● **EXERCISE**
Search the data for the string "green" and copy each line where it turns up.

[DATA LISTING Boundary: Start]

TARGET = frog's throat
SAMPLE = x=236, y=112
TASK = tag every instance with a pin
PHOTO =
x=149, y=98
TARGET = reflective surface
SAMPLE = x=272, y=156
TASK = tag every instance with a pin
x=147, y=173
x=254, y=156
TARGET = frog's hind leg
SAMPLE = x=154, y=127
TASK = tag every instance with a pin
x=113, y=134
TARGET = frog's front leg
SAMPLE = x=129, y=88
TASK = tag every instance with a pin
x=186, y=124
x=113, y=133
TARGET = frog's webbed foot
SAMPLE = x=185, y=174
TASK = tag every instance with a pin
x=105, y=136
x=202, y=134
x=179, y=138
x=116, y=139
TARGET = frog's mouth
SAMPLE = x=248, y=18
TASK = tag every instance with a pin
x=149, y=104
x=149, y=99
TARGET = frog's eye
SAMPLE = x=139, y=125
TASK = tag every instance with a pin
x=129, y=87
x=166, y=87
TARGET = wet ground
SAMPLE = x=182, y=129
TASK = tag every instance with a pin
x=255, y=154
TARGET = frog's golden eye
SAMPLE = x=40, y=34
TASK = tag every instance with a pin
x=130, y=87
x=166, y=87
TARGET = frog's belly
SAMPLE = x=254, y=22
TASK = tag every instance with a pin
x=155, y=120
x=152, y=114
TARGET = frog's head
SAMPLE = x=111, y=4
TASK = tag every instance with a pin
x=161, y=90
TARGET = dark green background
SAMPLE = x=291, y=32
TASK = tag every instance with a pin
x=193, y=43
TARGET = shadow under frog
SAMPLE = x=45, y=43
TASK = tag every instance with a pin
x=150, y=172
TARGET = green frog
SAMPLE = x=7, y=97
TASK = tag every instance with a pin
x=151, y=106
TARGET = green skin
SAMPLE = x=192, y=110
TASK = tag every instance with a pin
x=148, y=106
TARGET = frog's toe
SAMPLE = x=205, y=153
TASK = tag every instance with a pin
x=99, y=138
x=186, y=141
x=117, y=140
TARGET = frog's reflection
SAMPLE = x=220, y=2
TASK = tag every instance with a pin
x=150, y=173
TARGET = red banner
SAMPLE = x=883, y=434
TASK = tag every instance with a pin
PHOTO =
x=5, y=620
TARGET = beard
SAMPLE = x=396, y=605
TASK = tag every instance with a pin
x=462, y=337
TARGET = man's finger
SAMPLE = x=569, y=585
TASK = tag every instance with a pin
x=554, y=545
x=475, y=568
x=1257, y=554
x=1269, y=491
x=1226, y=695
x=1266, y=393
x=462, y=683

[DATA LISTING Boundary: End]

● **RESPONSE AREA**
TARGET = dark green background
TARGET = green frog
TARGET = green skin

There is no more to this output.